*Work to be completed*
All the data must come back unchanged, except that pictures are left out.

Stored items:
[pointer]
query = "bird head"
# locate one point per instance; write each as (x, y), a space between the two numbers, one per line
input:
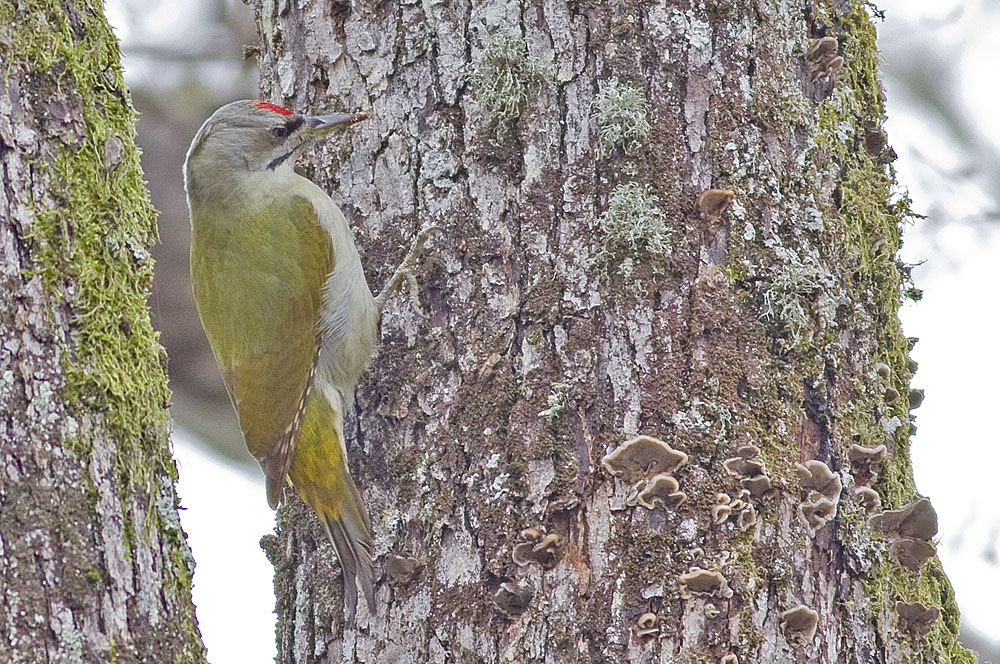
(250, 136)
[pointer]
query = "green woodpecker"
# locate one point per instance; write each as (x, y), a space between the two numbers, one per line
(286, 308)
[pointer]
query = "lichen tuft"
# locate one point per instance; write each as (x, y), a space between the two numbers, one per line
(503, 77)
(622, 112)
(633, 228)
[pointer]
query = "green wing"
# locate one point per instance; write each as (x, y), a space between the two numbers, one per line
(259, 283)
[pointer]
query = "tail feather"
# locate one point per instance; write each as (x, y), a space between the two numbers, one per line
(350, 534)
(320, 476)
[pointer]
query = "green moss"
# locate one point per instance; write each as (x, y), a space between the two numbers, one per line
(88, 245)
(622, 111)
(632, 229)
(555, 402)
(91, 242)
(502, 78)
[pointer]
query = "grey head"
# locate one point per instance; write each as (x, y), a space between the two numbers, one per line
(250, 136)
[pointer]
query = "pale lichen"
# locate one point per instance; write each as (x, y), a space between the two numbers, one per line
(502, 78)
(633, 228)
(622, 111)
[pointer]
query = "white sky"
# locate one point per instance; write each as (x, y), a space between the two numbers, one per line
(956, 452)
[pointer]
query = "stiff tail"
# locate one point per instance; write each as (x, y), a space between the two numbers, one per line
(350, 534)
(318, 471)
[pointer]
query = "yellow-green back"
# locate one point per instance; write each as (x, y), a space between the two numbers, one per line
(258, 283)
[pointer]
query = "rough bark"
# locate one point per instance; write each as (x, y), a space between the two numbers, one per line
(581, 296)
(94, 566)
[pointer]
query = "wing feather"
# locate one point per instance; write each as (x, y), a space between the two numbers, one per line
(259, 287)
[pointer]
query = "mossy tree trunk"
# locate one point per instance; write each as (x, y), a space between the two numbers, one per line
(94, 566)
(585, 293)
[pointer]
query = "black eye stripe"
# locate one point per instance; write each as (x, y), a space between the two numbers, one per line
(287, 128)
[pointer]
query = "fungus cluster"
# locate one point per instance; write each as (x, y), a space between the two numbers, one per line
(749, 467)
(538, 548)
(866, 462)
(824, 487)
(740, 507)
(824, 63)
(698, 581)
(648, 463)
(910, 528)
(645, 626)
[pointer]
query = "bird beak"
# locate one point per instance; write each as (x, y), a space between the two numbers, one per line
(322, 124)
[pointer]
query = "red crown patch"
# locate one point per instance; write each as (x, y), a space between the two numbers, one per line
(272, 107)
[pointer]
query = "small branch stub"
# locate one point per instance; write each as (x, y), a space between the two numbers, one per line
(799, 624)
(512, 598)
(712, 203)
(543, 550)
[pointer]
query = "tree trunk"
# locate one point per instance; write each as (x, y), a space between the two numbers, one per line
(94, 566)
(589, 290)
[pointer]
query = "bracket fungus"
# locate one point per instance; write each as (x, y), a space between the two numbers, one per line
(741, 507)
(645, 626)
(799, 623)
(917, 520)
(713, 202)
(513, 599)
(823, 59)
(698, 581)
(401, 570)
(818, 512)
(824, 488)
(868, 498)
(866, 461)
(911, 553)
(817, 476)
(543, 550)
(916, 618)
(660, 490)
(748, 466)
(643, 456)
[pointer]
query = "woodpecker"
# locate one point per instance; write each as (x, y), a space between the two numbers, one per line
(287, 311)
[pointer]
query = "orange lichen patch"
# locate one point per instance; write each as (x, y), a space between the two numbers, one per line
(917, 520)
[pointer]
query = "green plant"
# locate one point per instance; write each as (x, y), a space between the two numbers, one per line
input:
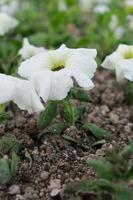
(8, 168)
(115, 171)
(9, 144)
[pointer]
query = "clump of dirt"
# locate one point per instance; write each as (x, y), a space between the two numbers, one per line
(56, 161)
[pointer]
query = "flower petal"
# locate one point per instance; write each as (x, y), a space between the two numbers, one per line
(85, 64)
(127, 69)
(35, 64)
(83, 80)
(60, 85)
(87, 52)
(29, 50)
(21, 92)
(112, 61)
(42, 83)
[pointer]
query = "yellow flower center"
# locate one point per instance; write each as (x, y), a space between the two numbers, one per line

*Correct answer*
[pointer]
query = "bird head"
# locate one point per instance; write each as (x, y), a space between the two numbers, one per line
input:
(250, 136)
[pointer]
query = "green woodpecker"
# locate one point per instance; write each as (x, y), a space between the two numbers, one per line
(286, 308)
[pointer]
query = "lichen tuft"
# locate one point per instance; write each as (x, y), a space between the two numbers, one per line
(503, 77)
(622, 112)
(633, 228)
[pointer]
query = "green wing"
# locate one point per instance; write each as (x, y), a space between the two numbers, one per line
(259, 283)
[pointer]
query = "tail feather"
# locate one point per instance; write each as (x, y), a space between the two numbers, one per line
(350, 534)
(320, 476)
[pointer]
query = "green moss"
# locate one point per instance; write each as (x, y), a space between the two numbers, one per line
(88, 245)
(622, 111)
(632, 229)
(555, 402)
(91, 242)
(502, 78)
[pointer]
query = "grey head"
# locate one point per instance; write each as (x, y), a space between the two numbers, one per line
(250, 136)
[pointer]
query = "pale lichen"
# locate one point per instance; write each as (x, y), a space between the two numbers, one per line
(502, 78)
(633, 228)
(622, 111)
[pointer]
query = "white sky"
# locate one point per instance; write each as (x, y), a space between the two numbers, one per line
(956, 452)
[pointer]
query = "stiff tail"
# locate one point per instance; write each as (x, y), a space between the two numbers, one per line
(350, 534)
(318, 471)
[pointer]
query = "yellow-green back"
# locate one point per instance; write each as (x, y), a space between the two numbers, one per line
(258, 283)
[pointer]
query = "rough bark"
# locate one point per instance; write each as (x, y), a space between the two numbers, one per line
(581, 296)
(94, 566)
[pointer]
query = "wing feather"
# locate one point per instance; write each as (x, y), a space between the two numbers, one per line
(259, 287)
[pointer]
query = "mossy tree trunk"
# locate one point per instance; write each as (x, y), a space between the two numbers, one per line
(94, 566)
(585, 293)
[pointer]
query = "black eye stripe"
# locate one point per instance; write each as (x, y), a space between the two numbers, one per line
(287, 128)
[pointer]
query = "fungus cluster"
# locate one point per instance; write each as (x, y), a space between the two numbers, one per line
(749, 467)
(538, 548)
(866, 462)
(824, 487)
(740, 507)
(824, 63)
(698, 581)
(648, 463)
(910, 528)
(645, 626)
[pointer]
query = "bird beak"
# locate one point per instance; write each as (x, y), a space between the two numbers, one per line
(322, 124)
[pointer]
query = "red crown patch"
# locate one point per instance; write each as (x, y), a space between the two numbers, one per line
(272, 107)
[pointer]
query = "small branch stub"
# locate one point per instance; write each as (x, y), a space between the two numbers, one per line
(799, 624)
(512, 598)
(712, 203)
(543, 550)
[pointer]
query = "tree trunk"
# locate one point per instance; write each as (x, y), a space between the two numbers, one per line
(94, 566)
(589, 290)
[pointer]
query = "bracket fungus"
# locate one point per instance; write each as (x, y), a space between the two numbers, one per line
(741, 507)
(645, 626)
(799, 623)
(917, 520)
(713, 202)
(513, 599)
(823, 59)
(698, 581)
(401, 570)
(818, 512)
(824, 488)
(868, 498)
(866, 461)
(911, 553)
(817, 476)
(543, 550)
(916, 618)
(660, 490)
(748, 466)
(643, 456)
[pointer]
query = "woodpecker"
# locate one point per instance; write each as (x, y), a space between the two numbers, one per line
(287, 311)
[pointer]
query = "orange lichen patch"
# locate one point per instance; write each as (x, y), a space between the two numbers, one per line
(917, 520)
[pointer]
query = "green plant"
# locate one point per instance; write each as (x, y), a space between the two numbers, one per line
input:
(8, 168)
(115, 171)
(9, 144)
[pointer]
query = "clump of dirt"
# locate one point per instance; write each as (x, y), a space between the two numbers, one per line
(56, 161)
[pointer]
query = "flower petal"
# locate one point per instance; write each as (x, y), a space between the two numbers, one per line
(85, 64)
(127, 69)
(35, 64)
(83, 80)
(60, 85)
(87, 52)
(29, 50)
(21, 92)
(112, 61)
(42, 83)
[pointer]
query = "yellow flower center"
# locate one point per instance; write each as (x, y), a space between the two numbers, one per line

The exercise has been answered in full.